>> begin GIVEN TEXT
# Anyone have a Challenger brand tractor?



## JD3430

Anyone run a Challenger? Looks like same as Massey Ferg/Agco.
Deaer has MT535B. Has caterpillar 3056C 6L diesel that is priced pretty fair. Looks like 105-118 PTO HP depending on your source of info.


----------



## Teslan

Tractordata.com shows a bit different then that with regards to HP. I tend to like Massy tractors as we've had good luck with our 2002 MF6290. However the MF sales guy told me last year to watch out for some of the transmissions on the mid 2000s MF tractors and our neighbor had terrible trouble with one built around 2006. I would think that the same would apply for the Challenger tractors. Sorry I can't remember actual MF tractor models and transmissions that weren't the best to compare to the Challenger models.


----------



## swmnhay

Teslan said:


> Tractordata.com shows a bit different then that with regards to HP. I tend to like Massy tractors as we've had good luck with our 2002 MF6290. However the MF sales guy told me last year to watch out for some of the transmissions on the mid 2000s MF tractors and our neighbor had terrible trouble with one built around 2006. I would think that the same would apply for the Challenger tractors. Sorry I can't remember actual MF tractor models and transmissions that weren't the best to compare to the Challenger models.


The tranny problems are on the 2000 series tractors built in mid 80's.They had a lot of updates to them.Not aware of any issues on later models.Have a 1995 MF 8150 and i really like it.


----------



## JD3430

OK, how about massey ferguson 3650?
Trapped inside with hurricane and it's given me an opportunity to check out tractors. Gotta find one soon.


----------



## slowzuki

The 4200/4300/5400/6200/6400 MF's are the same tractor in red and yellow. As far as I know the cab lid is the only major difference.


----------



## jtpfarm

I would tend to stay away from the challenger tractors. Challenger is owned by agco so it is pretty much the same as other agco lines. The only reason i say to stay away from the agco, massy, ect is resale and parts availibilty. I am a JD man myself but i would suggest for you to look at John deere, New Holland, or Case. When it comes time to sell the more "off brand" tractors they are less desireable not because they are bad machines but because there are not as many out there. Also there are way less dealers out there for parts so someone looking to buy a tractor is going to shy away if there isnt a dealer near them. With the other 3 brands there are many many dealers and if your local one doesnt have a part that you really need there is a good chance the another store in a reasonable distance does. If not they can usually get it the next day.


----------



## JD3430

I do have local Challenger & AGCO dealers.
Tractor looks awesome. Tons of technology in them, but along with that, i would assume expensive repairs....
Really sweet little tractor. Looks like a CAT 6 jug under the hood..


----------



## slowzuki

Used to be Perkins mills under the hood with a CAT sticker, now there are some SISU's I'm guessing since Agco is going that way.



JD3430 said:


> I do have local Challenger & AGCO dealers.
> Tractor looks awesome. Tons of technology in them, but along with that, i would assume expensive repairs....
> Really sweet little tractor. Looks like a CAT 6 jug under the hood..
>> end GIVEN TEXT
_REQUIRED WORK_
• a. List the Massey Ferguson series that, according to the thread about Challenger tractors, are the same tractor in red and yellow.
• b. In the thread about Challenger tractors, what engine does the dealer's MT535B have?
• c. Write out the passage of the thread about Challenger tractors between "The tranny problems" and "massey ferguson 3650?", inclusive.
>> begin DATASET RECORDS
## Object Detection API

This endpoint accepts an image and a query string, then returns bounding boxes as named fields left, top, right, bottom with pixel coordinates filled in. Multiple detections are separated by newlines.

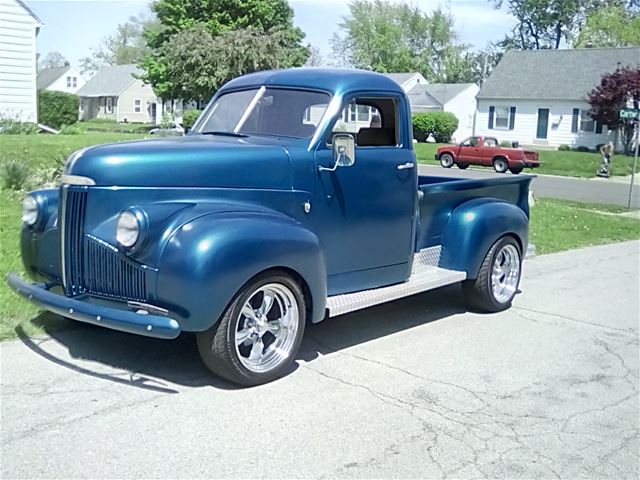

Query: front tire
left=440, top=153, right=454, bottom=168
left=462, top=236, right=522, bottom=312
left=197, top=272, right=306, bottom=386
>> end DATASET RECORDS
_ANSWERS BELOW_
• a. 4200, 4300, 5400, 6200, 6400

• b. A Caterpillar 3056C 6L diesel.

• c.
The tranny problems are on the 2000 series tractors built in mid 80's.They had a lot of updates to them.Not aware of any issues on later models.Have a 1995 MF 8150 and i really like it.


----------



## JD3430

OK, how about massey ferguson 3650?